WHAT THE EXERCISE ASKS: Copy the lines below verbatim, starting at the very first line and stopping after the line that contains "(0, 0), (176, 187)".
━━ DATA ━━
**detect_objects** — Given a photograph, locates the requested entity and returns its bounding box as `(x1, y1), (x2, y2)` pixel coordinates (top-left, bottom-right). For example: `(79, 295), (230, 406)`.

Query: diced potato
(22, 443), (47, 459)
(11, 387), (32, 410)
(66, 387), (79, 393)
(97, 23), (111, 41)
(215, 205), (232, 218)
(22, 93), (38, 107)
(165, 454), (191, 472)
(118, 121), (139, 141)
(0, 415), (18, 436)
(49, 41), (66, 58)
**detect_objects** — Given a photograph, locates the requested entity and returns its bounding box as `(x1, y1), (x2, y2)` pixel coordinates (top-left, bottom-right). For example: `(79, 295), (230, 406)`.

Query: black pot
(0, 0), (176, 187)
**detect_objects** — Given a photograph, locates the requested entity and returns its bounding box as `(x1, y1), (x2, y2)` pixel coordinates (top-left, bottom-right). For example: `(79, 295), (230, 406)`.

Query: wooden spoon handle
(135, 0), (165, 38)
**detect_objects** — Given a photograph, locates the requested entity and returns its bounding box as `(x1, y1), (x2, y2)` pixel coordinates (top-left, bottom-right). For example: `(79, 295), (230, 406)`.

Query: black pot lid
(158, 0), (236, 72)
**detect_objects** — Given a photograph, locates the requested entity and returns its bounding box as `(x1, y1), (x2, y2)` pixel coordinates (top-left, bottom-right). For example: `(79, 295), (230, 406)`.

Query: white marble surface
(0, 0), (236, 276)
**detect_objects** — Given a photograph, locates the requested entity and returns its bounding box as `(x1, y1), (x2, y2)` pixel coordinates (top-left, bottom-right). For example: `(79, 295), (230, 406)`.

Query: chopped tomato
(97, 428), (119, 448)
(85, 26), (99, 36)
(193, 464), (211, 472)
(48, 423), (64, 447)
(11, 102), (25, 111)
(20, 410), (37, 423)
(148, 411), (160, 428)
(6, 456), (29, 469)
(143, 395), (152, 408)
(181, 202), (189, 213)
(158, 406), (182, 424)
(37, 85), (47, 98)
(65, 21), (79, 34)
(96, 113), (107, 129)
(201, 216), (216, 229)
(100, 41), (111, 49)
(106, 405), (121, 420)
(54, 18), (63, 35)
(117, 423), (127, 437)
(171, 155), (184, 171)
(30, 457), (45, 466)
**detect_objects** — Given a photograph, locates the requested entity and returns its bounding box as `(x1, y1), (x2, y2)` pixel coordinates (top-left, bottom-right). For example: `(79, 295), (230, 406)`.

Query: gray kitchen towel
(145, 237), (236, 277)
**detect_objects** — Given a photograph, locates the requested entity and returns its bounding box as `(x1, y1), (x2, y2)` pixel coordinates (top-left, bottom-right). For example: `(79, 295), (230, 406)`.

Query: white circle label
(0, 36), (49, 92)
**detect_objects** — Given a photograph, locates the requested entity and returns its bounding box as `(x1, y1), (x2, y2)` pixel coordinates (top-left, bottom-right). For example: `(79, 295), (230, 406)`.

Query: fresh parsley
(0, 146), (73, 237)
━━━
OUTPUT:
**detect_objects** — Given a photograph, locates the requested entity and returns its bounding box as `(x1, y1), (x2, y2)` pixel coordinates (top-left, bottom-right). For example: `(79, 295), (230, 406)`.

Query: diced potato
(22, 443), (47, 459)
(11, 387), (32, 410)
(66, 387), (79, 393)
(97, 23), (111, 41)
(215, 205), (232, 218)
(22, 93), (38, 107)
(165, 454), (191, 472)
(118, 121), (139, 141)
(0, 415), (18, 436)
(49, 41), (66, 58)
**detect_objects** — Given a photograph, locates the requested entity and returns its bounding box as `(x1, y1), (x2, y2)` pixel coordinates (top-left, bottom-right). For example: `(79, 295), (230, 406)`.

Query: black pot
(0, 0), (176, 187)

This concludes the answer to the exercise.